-- TASK REQUIREMENTS --
Your answer must be the lines from the start of the records through the line with "rough mask: <svg", exactly as written, without the pictures.

Start of INFORMATION SUPPLIED

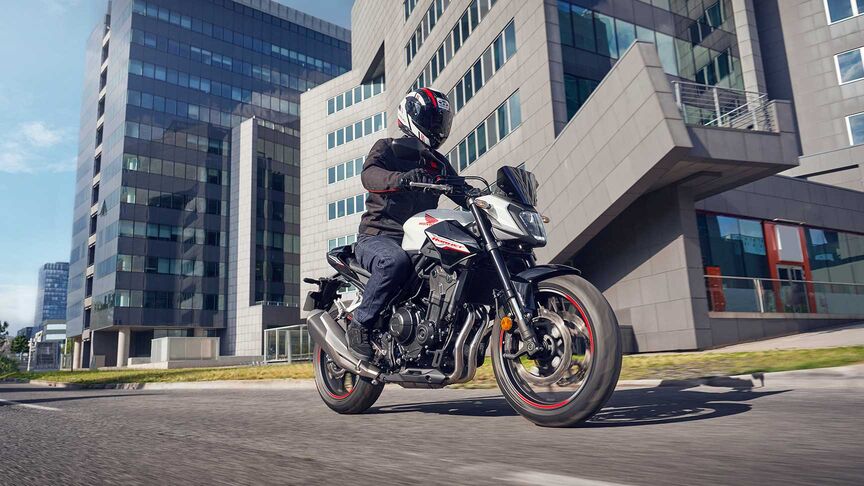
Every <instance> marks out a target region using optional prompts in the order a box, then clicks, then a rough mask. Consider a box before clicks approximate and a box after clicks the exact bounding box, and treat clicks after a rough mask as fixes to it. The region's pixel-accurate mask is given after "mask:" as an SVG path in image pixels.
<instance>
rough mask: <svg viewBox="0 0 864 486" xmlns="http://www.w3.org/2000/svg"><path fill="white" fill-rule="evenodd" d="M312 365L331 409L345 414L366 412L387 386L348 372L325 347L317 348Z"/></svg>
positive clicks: (322, 392) (319, 388)
mask: <svg viewBox="0 0 864 486" xmlns="http://www.w3.org/2000/svg"><path fill="white" fill-rule="evenodd" d="M313 356H314V357H313V359H312V365H313V367H314V369H315V386H316V387H317V388H318V394H319V395H321V399H323V400H324V403H326V404H327V406H328V407H330V408H331V409H333V410H334V411H336V412H339V413H342V414H356V413H363V412H365V411H366V410H367V409H368V408H369V407H371V406H372V404H374V403H375V401H376V400H378V397H379V396H381V391H383V390H384V384H383V383H379V384H377V385H373V384H372V380H370V379H368V378H364V377H360V376H357V375H355V374H353V373H350V372H348V371H345V370H344V369H342V368H340V367H339V366H338V365H336V363H335V362H333V360H332V359H331V358H330V356H329V355H328V354H327V352H326V351H324V350H323V349H322V348H321V346H318V345H317V344H316V345H315V349H314V351H313Z"/></svg>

End of INFORMATION SUPPLIED

-- TASK SOLUTION --
Every <instance> marks out a target region using optional prompts in the order a box, then clicks, then a rough mask. Consider a box before clicks approximate and a box after clicks the exact bounding box, and treat clicks after a rough mask as fixes to it. The region's pixel-accurate mask is given after "mask:" as an SVG path in image pixels.
<instance>
rough mask: <svg viewBox="0 0 864 486" xmlns="http://www.w3.org/2000/svg"><path fill="white" fill-rule="evenodd" d="M312 365L331 409L345 414L366 412L387 386L348 372L325 347L317 348Z"/></svg>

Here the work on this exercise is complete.